- **Problem to solve**:
Copy exactly, please, each line of the data below until the line that contains "positive clicks: (426, 234) (330, 110)" has been copied, beginning at the top.

Collected data entries

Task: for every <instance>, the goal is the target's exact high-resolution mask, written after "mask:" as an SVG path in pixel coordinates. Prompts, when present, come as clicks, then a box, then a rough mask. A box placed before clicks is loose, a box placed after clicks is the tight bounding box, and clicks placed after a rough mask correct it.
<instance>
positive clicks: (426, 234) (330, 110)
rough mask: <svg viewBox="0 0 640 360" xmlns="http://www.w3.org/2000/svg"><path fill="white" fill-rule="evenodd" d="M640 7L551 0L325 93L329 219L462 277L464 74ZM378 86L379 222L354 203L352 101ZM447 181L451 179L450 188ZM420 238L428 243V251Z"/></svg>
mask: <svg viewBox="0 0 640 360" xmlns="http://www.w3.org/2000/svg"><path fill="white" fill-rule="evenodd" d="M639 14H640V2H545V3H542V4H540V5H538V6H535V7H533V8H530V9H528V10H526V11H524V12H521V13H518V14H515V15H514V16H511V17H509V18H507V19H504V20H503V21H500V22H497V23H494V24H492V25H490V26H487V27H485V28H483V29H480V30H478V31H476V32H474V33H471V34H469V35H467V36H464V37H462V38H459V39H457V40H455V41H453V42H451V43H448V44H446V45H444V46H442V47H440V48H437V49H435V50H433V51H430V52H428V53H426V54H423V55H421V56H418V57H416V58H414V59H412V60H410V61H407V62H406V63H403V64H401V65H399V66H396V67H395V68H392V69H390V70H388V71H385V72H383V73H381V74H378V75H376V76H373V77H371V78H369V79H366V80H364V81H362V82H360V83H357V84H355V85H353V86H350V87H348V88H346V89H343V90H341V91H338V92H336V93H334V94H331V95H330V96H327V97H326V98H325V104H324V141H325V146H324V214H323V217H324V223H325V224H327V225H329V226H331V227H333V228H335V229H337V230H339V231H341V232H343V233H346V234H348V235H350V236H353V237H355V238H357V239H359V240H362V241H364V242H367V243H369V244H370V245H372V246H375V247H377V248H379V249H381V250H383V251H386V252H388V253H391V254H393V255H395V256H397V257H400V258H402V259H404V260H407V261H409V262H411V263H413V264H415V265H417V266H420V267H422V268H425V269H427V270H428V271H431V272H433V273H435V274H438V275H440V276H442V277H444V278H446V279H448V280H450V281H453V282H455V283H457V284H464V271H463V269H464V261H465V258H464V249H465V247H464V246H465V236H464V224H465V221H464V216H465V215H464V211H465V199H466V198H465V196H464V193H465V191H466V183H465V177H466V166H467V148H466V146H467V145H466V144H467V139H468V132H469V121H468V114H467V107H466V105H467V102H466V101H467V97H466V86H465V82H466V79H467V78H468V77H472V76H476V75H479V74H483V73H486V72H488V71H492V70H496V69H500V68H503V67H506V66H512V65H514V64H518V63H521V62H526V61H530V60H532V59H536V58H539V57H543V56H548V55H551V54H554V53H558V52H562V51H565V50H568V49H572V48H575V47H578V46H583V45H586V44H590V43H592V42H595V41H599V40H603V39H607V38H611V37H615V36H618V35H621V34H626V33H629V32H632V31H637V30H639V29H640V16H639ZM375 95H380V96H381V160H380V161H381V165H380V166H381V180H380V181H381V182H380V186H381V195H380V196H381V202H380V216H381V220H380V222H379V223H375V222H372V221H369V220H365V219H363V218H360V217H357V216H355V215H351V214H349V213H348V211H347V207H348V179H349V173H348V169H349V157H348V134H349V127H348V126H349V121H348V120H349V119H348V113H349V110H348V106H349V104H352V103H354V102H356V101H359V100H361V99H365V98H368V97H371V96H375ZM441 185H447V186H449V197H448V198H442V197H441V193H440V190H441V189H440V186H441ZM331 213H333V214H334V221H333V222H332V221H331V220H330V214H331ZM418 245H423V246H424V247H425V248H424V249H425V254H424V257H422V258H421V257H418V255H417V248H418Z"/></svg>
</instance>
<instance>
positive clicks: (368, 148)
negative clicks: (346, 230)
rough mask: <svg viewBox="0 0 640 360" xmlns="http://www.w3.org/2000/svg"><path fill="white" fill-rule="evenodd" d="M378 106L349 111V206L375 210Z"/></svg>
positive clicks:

- **Exercise result**:
Task: for every <instance>, the goal is the target's exact high-resolution mask, written after "mask:" as an SVG path in pixel coordinates. Prompts, when present, come as clicks, then a box, then a rough mask. A box placed before clicks is loose, a box placed after clicks is the tight bounding box, and clicks placed after a rough mask correct it.
<instance>
positive clicks: (426, 234) (330, 110)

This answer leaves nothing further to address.